• Set problem: Print all of the lines in the records below exactly as they appear, but leave the pictures out.

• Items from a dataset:
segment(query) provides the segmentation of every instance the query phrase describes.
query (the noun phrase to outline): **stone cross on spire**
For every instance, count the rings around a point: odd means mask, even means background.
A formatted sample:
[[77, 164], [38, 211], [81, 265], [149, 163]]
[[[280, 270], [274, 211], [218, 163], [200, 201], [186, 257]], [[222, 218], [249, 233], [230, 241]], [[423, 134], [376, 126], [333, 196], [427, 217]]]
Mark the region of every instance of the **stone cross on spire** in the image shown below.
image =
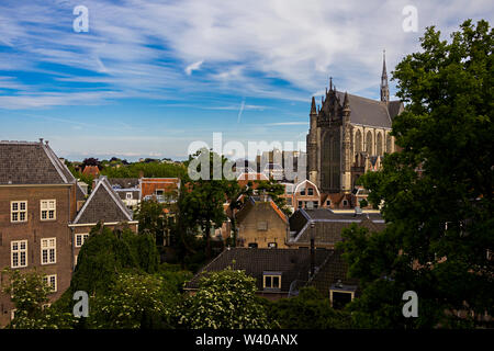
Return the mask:
[[386, 50], [382, 53], [382, 75], [381, 75], [381, 101], [390, 101], [390, 88], [388, 87], [388, 72], [386, 72]]

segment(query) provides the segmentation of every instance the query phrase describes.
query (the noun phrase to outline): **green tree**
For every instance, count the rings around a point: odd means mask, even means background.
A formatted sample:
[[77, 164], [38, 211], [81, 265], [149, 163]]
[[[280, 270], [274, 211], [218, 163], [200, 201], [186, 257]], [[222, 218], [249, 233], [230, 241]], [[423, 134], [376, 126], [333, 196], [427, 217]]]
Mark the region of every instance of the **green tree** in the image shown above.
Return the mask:
[[36, 270], [21, 273], [18, 270], [3, 270], [3, 293], [11, 295], [15, 306], [14, 319], [8, 328], [12, 329], [66, 329], [74, 325], [70, 313], [48, 306], [52, 287], [43, 282], [43, 274]]
[[277, 206], [287, 215], [291, 216], [291, 211], [287, 207], [287, 200], [284, 197], [281, 197], [281, 195], [284, 194], [284, 185], [277, 183], [273, 179], [270, 179], [269, 181], [262, 180], [258, 182], [259, 185], [257, 186], [258, 193], [266, 193], [268, 194], [271, 200], [277, 204]]
[[[181, 219], [188, 224], [187, 227], [199, 226], [202, 229], [206, 242], [206, 258], [211, 257], [212, 227], [221, 227], [227, 218], [223, 204], [228, 200], [228, 195], [239, 191], [237, 181], [229, 180], [228, 174], [223, 172], [227, 163], [233, 165], [225, 157], [205, 148], [191, 155], [186, 162], [186, 166], [202, 174], [193, 180], [188, 174], [183, 177], [184, 191], [179, 197], [179, 211]], [[220, 174], [214, 171], [216, 165]]]
[[[494, 313], [493, 32], [465, 21], [450, 42], [434, 26], [420, 41], [394, 71], [407, 104], [393, 121], [401, 151], [360, 178], [386, 229], [349, 228], [341, 245], [364, 288], [352, 307], [366, 327], [458, 326], [456, 310]], [[401, 314], [408, 290], [418, 318]]]
[[119, 273], [158, 270], [158, 251], [150, 235], [136, 235], [130, 229], [111, 230], [96, 226], [82, 246], [70, 282], [70, 294], [86, 291], [88, 294], [105, 293]]
[[201, 279], [197, 294], [186, 299], [179, 322], [192, 329], [267, 328], [256, 290], [256, 280], [243, 271], [209, 273]]

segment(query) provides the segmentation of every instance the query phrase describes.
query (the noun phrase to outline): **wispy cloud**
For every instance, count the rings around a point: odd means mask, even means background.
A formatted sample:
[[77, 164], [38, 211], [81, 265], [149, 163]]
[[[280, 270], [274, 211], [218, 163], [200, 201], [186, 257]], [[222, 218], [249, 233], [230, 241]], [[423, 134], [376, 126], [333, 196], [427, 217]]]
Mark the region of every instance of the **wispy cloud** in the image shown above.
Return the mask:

• Correct answer:
segment(query) provides the segmentation of every instance the query phrase describes.
query (the noun phrase to outline): **stone cross on spire**
For every instance, count the rings around a point: odd means mask, even means background.
A formatted sample:
[[77, 164], [38, 211], [81, 265], [149, 163]]
[[[280, 270], [274, 211], [218, 163], [200, 201], [186, 257]], [[222, 218], [249, 233], [230, 241]], [[423, 134], [376, 126], [333, 196], [427, 217]]]
Mark the region of every instance of the **stone cross on spire** in the image shown below.
image =
Return the mask:
[[386, 50], [382, 53], [382, 75], [381, 75], [381, 101], [390, 101], [390, 88], [388, 87], [388, 72], [386, 72]]

segment(query) provides the segmentation of every instance the query phrase describes.
query (the noun phrase to outline): **green tree**
For every instance, count the rings around a point: odd means mask, even means background.
A formatted sample:
[[77, 164], [38, 211], [81, 265], [149, 163]]
[[[280, 270], [274, 211], [218, 163], [200, 201], [186, 257]], [[222, 218], [249, 233], [230, 241]], [[423, 134], [376, 126], [333, 196], [427, 217]]]
Mark the region of every instance of the **green tree** in the image shown above.
Return the mask:
[[36, 270], [21, 273], [18, 270], [3, 270], [3, 293], [11, 295], [15, 306], [14, 319], [8, 328], [12, 329], [66, 329], [74, 325], [70, 313], [48, 306], [52, 287], [43, 282], [43, 274]]
[[277, 206], [287, 215], [291, 216], [291, 211], [287, 207], [287, 200], [284, 197], [281, 197], [281, 195], [284, 194], [284, 185], [277, 183], [273, 179], [270, 179], [269, 181], [262, 180], [258, 182], [259, 185], [257, 186], [258, 193], [266, 193], [268, 194], [271, 200], [277, 204]]
[[[181, 219], [188, 224], [187, 227], [199, 226], [202, 229], [206, 242], [206, 258], [211, 257], [212, 227], [221, 227], [227, 218], [223, 204], [228, 200], [228, 195], [239, 191], [237, 181], [229, 180], [228, 174], [223, 172], [227, 163], [233, 165], [225, 157], [205, 148], [191, 155], [186, 162], [186, 166], [202, 174], [193, 180], [188, 174], [183, 177], [184, 191], [179, 197], [179, 211]], [[220, 174], [214, 171], [216, 165]]]
[[[494, 313], [493, 32], [465, 21], [450, 42], [434, 26], [420, 41], [394, 71], [407, 104], [393, 121], [401, 151], [360, 178], [386, 229], [349, 228], [341, 245], [364, 288], [352, 307], [366, 327], [458, 326], [456, 310]], [[401, 314], [408, 290], [418, 318]]]
[[119, 273], [158, 270], [158, 251], [150, 235], [136, 235], [130, 229], [111, 230], [96, 226], [82, 246], [70, 282], [70, 294], [86, 291], [88, 294], [105, 293]]
[[201, 279], [197, 294], [186, 299], [179, 322], [192, 329], [267, 328], [256, 290], [256, 280], [243, 271], [209, 273]]

segment(query) provides the segmentation of every instance the query phrase describes.
query (the noun phrase to outline): **wispy cloud**
For every instance, count the rings around a point: odd means mask, even means background.
A formatted sample:
[[77, 164], [38, 211], [81, 265], [149, 163]]
[[[280, 270], [274, 211], [218, 163], [200, 201], [186, 257]], [[222, 218], [249, 233], [230, 241]], [[423, 134], [376, 126], [333, 196], [427, 217]]]
Mark the region of every instance of the **wispy cloud** in the image shown above.
Return the mask:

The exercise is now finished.